__Artigo__:
#####

"Eu penso que vivemos claramente um momento decisivo e um momento que não permite desacelerar ou não permite sequer ter outra alternativa que não aquela que a própria Comissão Europeia está a definir, [...] de finalmente Portugal e Espanha poderem ter as interconexões de que necessitam e de que a Europa também necessita", diz o presidente da ADENE, Nelson Lage, em entrevista à Lusa em Bruxelas, numa altura em que a agência portuguesa preside à Rede Europeia de Energia (EnR), composta por 24 agências do espaço europeu.
O responsável sublinha à Lusa que a atual conjuntura de crise energética acentuada pela guerra da Ucrânia "serviu para mostrar que é preciso olhar para dentro" da Europa, pelo que "tudo o que tem sido dito pela Comissão Europeia [...] é no sentido de permitir rapidamente" avançar com as interconexões energéticas.
O presidente da ADENE reconhece que "não será tão rapidamente para dar resposta às necessidades para este inverno", embora afirme esperar que seja possível, "no curto e médio prazo, avançar com este que já foi um grande projeto por várias vezes" e que "não haja sequer a possibilidade de ser travado por qualquer país da União Europeia", como França, que o rejeitou no passado e que agora diz estar favorável à iniciativa.
Questionado pela Lusa sobre prazos, o responsável escusa-se a especificar, mas garante que "Portugal e Espanha têm as infraestruturas necessárias" e "vontade política", sendo "agora "preciso que toda a Europa possa estar também devidamente preparada em termos de infraestruturas".
Além disso, "é preciso que França realmente não bloqueie estas interconexões e que seja alinhada com o resto da Europa na necessidade de haver uma partilha de energia", insiste.
Reconhecendo que os próximos passos vão "depender das negociações que se possam vir a realizar entre os vários governos", Nelson Lage adianta que esta é "uma prioridade que tem que avançar e já não há como contrariar".

#####

__O que fazer__:
Diga se cada afirmação concorda com o artigo sobre as interconexões energéticas, respondendo sim ou não e citando textualmente as palavras do artigo que o decidem.
1. A Rede Europeia de Energia é composta por 24 agências.
2. Nelson Lage indica à Lusa um prazo concreto para as interconexões.
3. O presidente da ADENE conta que as interconexões deem resposta às necessidades deste inverno.
Os dados não têm qualquer papel aqui.

#####

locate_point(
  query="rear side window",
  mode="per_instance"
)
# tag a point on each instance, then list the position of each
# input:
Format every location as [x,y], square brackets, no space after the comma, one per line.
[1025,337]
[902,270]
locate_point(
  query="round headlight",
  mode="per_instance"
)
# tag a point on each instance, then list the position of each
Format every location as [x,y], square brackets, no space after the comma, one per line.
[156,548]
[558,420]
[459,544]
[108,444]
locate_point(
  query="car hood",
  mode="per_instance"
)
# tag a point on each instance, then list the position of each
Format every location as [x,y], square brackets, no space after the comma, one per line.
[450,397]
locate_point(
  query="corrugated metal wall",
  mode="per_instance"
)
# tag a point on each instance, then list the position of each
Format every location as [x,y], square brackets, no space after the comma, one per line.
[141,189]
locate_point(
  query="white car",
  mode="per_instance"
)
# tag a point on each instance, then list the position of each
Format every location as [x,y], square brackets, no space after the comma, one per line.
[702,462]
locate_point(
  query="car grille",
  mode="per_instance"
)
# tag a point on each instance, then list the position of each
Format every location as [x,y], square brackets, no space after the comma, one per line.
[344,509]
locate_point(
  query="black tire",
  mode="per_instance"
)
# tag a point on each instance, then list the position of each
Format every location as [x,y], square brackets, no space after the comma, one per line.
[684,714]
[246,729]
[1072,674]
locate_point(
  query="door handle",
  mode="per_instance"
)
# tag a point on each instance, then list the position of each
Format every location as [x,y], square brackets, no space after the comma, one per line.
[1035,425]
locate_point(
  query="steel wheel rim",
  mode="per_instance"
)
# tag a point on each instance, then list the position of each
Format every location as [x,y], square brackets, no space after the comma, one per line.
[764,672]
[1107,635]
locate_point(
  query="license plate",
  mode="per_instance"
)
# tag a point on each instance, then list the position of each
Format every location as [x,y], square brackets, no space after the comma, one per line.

#####

__Resultado da tarefa__:
1. Sim: "composta por 24 agências do espaço europeu".
2. Não: "o responsável escusa-se a especificar".
3. Não: "não será tão rapidamente para dar resposta às necessidades para este inverno".